### Exercise aim
Of all the lines below, return only those starting with the line holding "object=shrub" and going on through the line holding "object=paved walkway", exactly as written.

[Collected data]
┌──

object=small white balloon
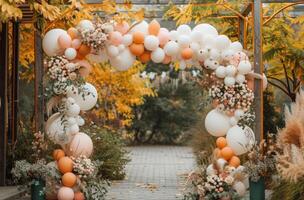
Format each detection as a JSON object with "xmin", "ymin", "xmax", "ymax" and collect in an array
[
  {"xmin": 190, "ymin": 42, "xmax": 200, "ymax": 52},
  {"xmin": 221, "ymin": 49, "xmax": 235, "ymax": 61},
  {"xmin": 110, "ymin": 48, "xmax": 136, "ymax": 71},
  {"xmin": 217, "ymin": 158, "xmax": 228, "ymax": 171},
  {"xmin": 229, "ymin": 117, "xmax": 238, "ymax": 126},
  {"xmin": 76, "ymin": 116, "xmax": 85, "ymax": 126},
  {"xmin": 117, "ymin": 44, "xmax": 125, "ymax": 52},
  {"xmin": 151, "ymin": 48, "xmax": 165, "ymax": 63},
  {"xmin": 215, "ymin": 66, "xmax": 226, "ymax": 78},
  {"xmin": 224, "ymin": 76, "xmax": 236, "ymax": 86},
  {"xmin": 238, "ymin": 60, "xmax": 252, "ymax": 74},
  {"xmin": 122, "ymin": 34, "xmax": 133, "ymax": 46},
  {"xmin": 236, "ymin": 74, "xmax": 246, "ymax": 83},
  {"xmin": 77, "ymin": 20, "xmax": 94, "ymax": 31},
  {"xmin": 225, "ymin": 65, "xmax": 237, "ymax": 77},
  {"xmin": 144, "ymin": 35, "xmax": 159, "ymax": 51},
  {"xmin": 205, "ymin": 109, "xmax": 231, "ymax": 137},
  {"xmin": 234, "ymin": 109, "xmax": 244, "ymax": 119},
  {"xmin": 169, "ymin": 30, "xmax": 179, "ymax": 41},
  {"xmin": 67, "ymin": 117, "xmax": 77, "ymax": 126},
  {"xmin": 209, "ymin": 49, "xmax": 220, "ymax": 60},
  {"xmin": 177, "ymin": 24, "xmax": 191, "ymax": 35},
  {"xmin": 64, "ymin": 48, "xmax": 77, "ymax": 60},
  {"xmin": 206, "ymin": 164, "xmax": 216, "ymax": 175},
  {"xmin": 215, "ymin": 35, "xmax": 231, "ymax": 50},
  {"xmin": 67, "ymin": 124, "xmax": 79, "ymax": 135},
  {"xmin": 230, "ymin": 41, "xmax": 243, "ymax": 52},
  {"xmin": 177, "ymin": 35, "xmax": 191, "ymax": 48},
  {"xmin": 196, "ymin": 49, "xmax": 209, "ymax": 61},
  {"xmin": 107, "ymin": 45, "xmax": 119, "ymax": 57},
  {"xmin": 204, "ymin": 58, "xmax": 219, "ymax": 70},
  {"xmin": 193, "ymin": 24, "xmax": 218, "ymax": 36},
  {"xmin": 233, "ymin": 182, "xmax": 246, "ymax": 197},
  {"xmin": 164, "ymin": 41, "xmax": 179, "ymax": 56}
]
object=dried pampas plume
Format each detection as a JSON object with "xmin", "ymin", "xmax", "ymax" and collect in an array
[{"xmin": 277, "ymin": 89, "xmax": 304, "ymax": 182}]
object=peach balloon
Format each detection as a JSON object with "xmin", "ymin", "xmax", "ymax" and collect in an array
[
  {"xmin": 114, "ymin": 21, "xmax": 129, "ymax": 35},
  {"xmin": 229, "ymin": 156, "xmax": 241, "ymax": 167},
  {"xmin": 162, "ymin": 55, "xmax": 171, "ymax": 64},
  {"xmin": 58, "ymin": 34, "xmax": 72, "ymax": 49},
  {"xmin": 66, "ymin": 132, "xmax": 93, "ymax": 158},
  {"xmin": 139, "ymin": 51, "xmax": 151, "ymax": 63},
  {"xmin": 110, "ymin": 31, "xmax": 123, "ymax": 46},
  {"xmin": 133, "ymin": 32, "xmax": 145, "ymax": 44},
  {"xmin": 58, "ymin": 156, "xmax": 73, "ymax": 174},
  {"xmin": 57, "ymin": 186, "xmax": 74, "ymax": 200},
  {"xmin": 71, "ymin": 39, "xmax": 81, "ymax": 49},
  {"xmin": 129, "ymin": 43, "xmax": 145, "ymax": 56},
  {"xmin": 78, "ymin": 45, "xmax": 91, "ymax": 56},
  {"xmin": 148, "ymin": 19, "xmax": 160, "ymax": 36},
  {"xmin": 77, "ymin": 60, "xmax": 92, "ymax": 77},
  {"xmin": 216, "ymin": 137, "xmax": 227, "ymax": 149},
  {"xmin": 67, "ymin": 27, "xmax": 78, "ymax": 39},
  {"xmin": 74, "ymin": 192, "xmax": 85, "ymax": 200},
  {"xmin": 158, "ymin": 29, "xmax": 170, "ymax": 46},
  {"xmin": 76, "ymin": 52, "xmax": 85, "ymax": 60},
  {"xmin": 53, "ymin": 149, "xmax": 65, "ymax": 161},
  {"xmin": 214, "ymin": 148, "xmax": 222, "ymax": 158},
  {"xmin": 62, "ymin": 172, "xmax": 77, "ymax": 187},
  {"xmin": 181, "ymin": 48, "xmax": 193, "ymax": 60},
  {"xmin": 221, "ymin": 146, "xmax": 234, "ymax": 161}
]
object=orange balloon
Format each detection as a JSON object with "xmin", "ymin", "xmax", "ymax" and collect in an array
[
  {"xmin": 78, "ymin": 45, "xmax": 91, "ymax": 56},
  {"xmin": 216, "ymin": 137, "xmax": 227, "ymax": 149},
  {"xmin": 62, "ymin": 172, "xmax": 77, "ymax": 187},
  {"xmin": 181, "ymin": 48, "xmax": 193, "ymax": 60},
  {"xmin": 214, "ymin": 148, "xmax": 222, "ymax": 159},
  {"xmin": 76, "ymin": 52, "xmax": 85, "ymax": 60},
  {"xmin": 74, "ymin": 192, "xmax": 85, "ymax": 200},
  {"xmin": 139, "ymin": 51, "xmax": 151, "ymax": 63},
  {"xmin": 148, "ymin": 19, "xmax": 160, "ymax": 36},
  {"xmin": 67, "ymin": 27, "xmax": 78, "ymax": 39},
  {"xmin": 53, "ymin": 149, "xmax": 65, "ymax": 161},
  {"xmin": 129, "ymin": 43, "xmax": 144, "ymax": 56},
  {"xmin": 221, "ymin": 147, "xmax": 234, "ymax": 161},
  {"xmin": 229, "ymin": 156, "xmax": 241, "ymax": 168},
  {"xmin": 162, "ymin": 55, "xmax": 171, "ymax": 64},
  {"xmin": 58, "ymin": 157, "xmax": 73, "ymax": 174},
  {"xmin": 132, "ymin": 32, "xmax": 145, "ymax": 44}
]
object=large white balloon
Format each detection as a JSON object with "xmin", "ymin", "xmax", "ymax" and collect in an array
[
  {"xmin": 233, "ymin": 182, "xmax": 246, "ymax": 197},
  {"xmin": 43, "ymin": 29, "xmax": 66, "ymax": 56},
  {"xmin": 129, "ymin": 21, "xmax": 148, "ymax": 35},
  {"xmin": 151, "ymin": 48, "xmax": 165, "ymax": 63},
  {"xmin": 77, "ymin": 20, "xmax": 94, "ymax": 31},
  {"xmin": 205, "ymin": 109, "xmax": 231, "ymax": 137},
  {"xmin": 122, "ymin": 34, "xmax": 133, "ymax": 46},
  {"xmin": 109, "ymin": 48, "xmax": 136, "ymax": 71},
  {"xmin": 164, "ymin": 41, "xmax": 179, "ymax": 56},
  {"xmin": 169, "ymin": 30, "xmax": 179, "ymax": 41},
  {"xmin": 67, "ymin": 83, "xmax": 98, "ymax": 111},
  {"xmin": 144, "ymin": 35, "xmax": 159, "ymax": 51},
  {"xmin": 193, "ymin": 24, "xmax": 218, "ymax": 36},
  {"xmin": 190, "ymin": 31, "xmax": 203, "ymax": 43},
  {"xmin": 215, "ymin": 35, "xmax": 231, "ymax": 50},
  {"xmin": 238, "ymin": 60, "xmax": 252, "ymax": 74},
  {"xmin": 177, "ymin": 35, "xmax": 191, "ymax": 48},
  {"xmin": 215, "ymin": 66, "xmax": 226, "ymax": 78},
  {"xmin": 226, "ymin": 125, "xmax": 255, "ymax": 155},
  {"xmin": 66, "ymin": 132, "xmax": 93, "ymax": 158},
  {"xmin": 177, "ymin": 24, "xmax": 191, "ymax": 35}
]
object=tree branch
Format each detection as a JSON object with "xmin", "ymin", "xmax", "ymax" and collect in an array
[{"xmin": 267, "ymin": 80, "xmax": 290, "ymax": 97}]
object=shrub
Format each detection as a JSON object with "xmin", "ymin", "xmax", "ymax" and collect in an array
[{"xmin": 83, "ymin": 125, "xmax": 129, "ymax": 180}]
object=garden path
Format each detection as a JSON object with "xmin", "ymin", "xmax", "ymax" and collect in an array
[{"xmin": 106, "ymin": 145, "xmax": 195, "ymax": 200}]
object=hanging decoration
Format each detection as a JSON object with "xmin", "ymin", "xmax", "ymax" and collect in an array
[{"xmin": 43, "ymin": 16, "xmax": 267, "ymax": 199}]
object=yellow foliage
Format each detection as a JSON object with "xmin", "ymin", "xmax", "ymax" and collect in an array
[
  {"xmin": 87, "ymin": 61, "xmax": 155, "ymax": 127},
  {"xmin": 32, "ymin": 0, "xmax": 61, "ymax": 21},
  {"xmin": 0, "ymin": 0, "xmax": 24, "ymax": 21}
]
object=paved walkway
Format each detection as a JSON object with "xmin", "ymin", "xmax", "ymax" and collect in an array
[{"xmin": 106, "ymin": 145, "xmax": 195, "ymax": 200}]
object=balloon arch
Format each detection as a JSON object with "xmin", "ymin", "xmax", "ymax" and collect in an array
[{"xmin": 43, "ymin": 18, "xmax": 267, "ymax": 199}]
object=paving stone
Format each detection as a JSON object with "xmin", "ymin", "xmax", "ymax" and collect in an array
[{"xmin": 106, "ymin": 145, "xmax": 195, "ymax": 200}]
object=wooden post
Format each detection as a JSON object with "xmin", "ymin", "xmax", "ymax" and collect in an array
[
  {"xmin": 238, "ymin": 3, "xmax": 251, "ymax": 49},
  {"xmin": 34, "ymin": 26, "xmax": 44, "ymax": 132},
  {"xmin": 0, "ymin": 23, "xmax": 9, "ymax": 186}
]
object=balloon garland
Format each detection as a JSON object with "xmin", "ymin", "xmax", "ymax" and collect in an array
[{"xmin": 43, "ymin": 18, "xmax": 267, "ymax": 199}]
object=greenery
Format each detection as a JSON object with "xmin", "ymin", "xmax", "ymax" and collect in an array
[
  {"xmin": 83, "ymin": 125, "xmax": 129, "ymax": 180},
  {"xmin": 271, "ymin": 180, "xmax": 304, "ymax": 200}
]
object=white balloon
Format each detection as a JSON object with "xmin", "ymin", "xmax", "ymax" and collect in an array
[
  {"xmin": 67, "ymin": 117, "xmax": 77, "ymax": 126},
  {"xmin": 151, "ymin": 48, "xmax": 165, "ymax": 63},
  {"xmin": 215, "ymin": 66, "xmax": 226, "ymax": 78},
  {"xmin": 229, "ymin": 117, "xmax": 238, "ymax": 126},
  {"xmin": 107, "ymin": 45, "xmax": 119, "ymax": 57},
  {"xmin": 65, "ymin": 100, "xmax": 80, "ymax": 117},
  {"xmin": 129, "ymin": 20, "xmax": 148, "ymax": 35},
  {"xmin": 86, "ymin": 49, "xmax": 108, "ymax": 63},
  {"xmin": 205, "ymin": 109, "xmax": 231, "ymax": 137},
  {"xmin": 233, "ymin": 182, "xmax": 246, "ymax": 197},
  {"xmin": 43, "ymin": 29, "xmax": 66, "ymax": 56},
  {"xmin": 206, "ymin": 164, "xmax": 216, "ymax": 175},
  {"xmin": 217, "ymin": 158, "xmax": 228, "ymax": 171},
  {"xmin": 177, "ymin": 24, "xmax": 191, "ymax": 35},
  {"xmin": 64, "ymin": 48, "xmax": 77, "ymax": 60},
  {"xmin": 234, "ymin": 109, "xmax": 244, "ymax": 119},
  {"xmin": 238, "ymin": 60, "xmax": 252, "ymax": 74},
  {"xmin": 77, "ymin": 20, "xmax": 94, "ymax": 31},
  {"xmin": 177, "ymin": 35, "xmax": 191, "ymax": 48},
  {"xmin": 202, "ymin": 34, "xmax": 216, "ymax": 48},
  {"xmin": 230, "ymin": 41, "xmax": 243, "ymax": 52},
  {"xmin": 236, "ymin": 74, "xmax": 246, "ymax": 83},
  {"xmin": 190, "ymin": 31, "xmax": 203, "ymax": 43},
  {"xmin": 164, "ymin": 41, "xmax": 179, "ymax": 56},
  {"xmin": 193, "ymin": 24, "xmax": 218, "ymax": 36},
  {"xmin": 221, "ymin": 49, "xmax": 235, "ymax": 61},
  {"xmin": 117, "ymin": 44, "xmax": 125, "ymax": 52},
  {"xmin": 190, "ymin": 42, "xmax": 200, "ymax": 52},
  {"xmin": 169, "ymin": 30, "xmax": 179, "ymax": 41},
  {"xmin": 204, "ymin": 58, "xmax": 219, "ymax": 70},
  {"xmin": 67, "ymin": 83, "xmax": 98, "ymax": 111},
  {"xmin": 226, "ymin": 125, "xmax": 255, "ymax": 155},
  {"xmin": 76, "ymin": 116, "xmax": 85, "ymax": 126},
  {"xmin": 225, "ymin": 65, "xmax": 237, "ymax": 77},
  {"xmin": 209, "ymin": 49, "xmax": 220, "ymax": 60},
  {"xmin": 122, "ymin": 34, "xmax": 133, "ymax": 46},
  {"xmin": 224, "ymin": 76, "xmax": 236, "ymax": 86},
  {"xmin": 110, "ymin": 48, "xmax": 136, "ymax": 71},
  {"xmin": 196, "ymin": 49, "xmax": 209, "ymax": 61},
  {"xmin": 144, "ymin": 35, "xmax": 159, "ymax": 51},
  {"xmin": 67, "ymin": 123, "xmax": 79, "ymax": 135},
  {"xmin": 215, "ymin": 35, "xmax": 231, "ymax": 50}
]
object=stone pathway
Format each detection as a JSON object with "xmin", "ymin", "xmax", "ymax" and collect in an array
[{"xmin": 106, "ymin": 146, "xmax": 195, "ymax": 200}]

└──

### Written response
object=shrub
Format each detection as a JSON object with "xmin", "ymin", "xmax", "ymax" and collect in an array
[{"xmin": 83, "ymin": 125, "xmax": 129, "ymax": 180}]
object=garden path
Format each detection as a JSON object with "xmin", "ymin", "xmax", "ymax" and collect in an array
[{"xmin": 106, "ymin": 145, "xmax": 195, "ymax": 200}]
object=hanging decoration
Format each detection as a JSON object with "xmin", "ymin", "xmax", "ymax" and collect in an array
[{"xmin": 43, "ymin": 16, "xmax": 267, "ymax": 199}]
object=yellow foliage
Format each detection as a JSON object with "xmin", "ymin", "xmax", "ymax" and collect in an array
[
  {"xmin": 87, "ymin": 61, "xmax": 155, "ymax": 127},
  {"xmin": 32, "ymin": 0, "xmax": 61, "ymax": 21},
  {"xmin": 0, "ymin": 0, "xmax": 24, "ymax": 21}
]
object=paved walkway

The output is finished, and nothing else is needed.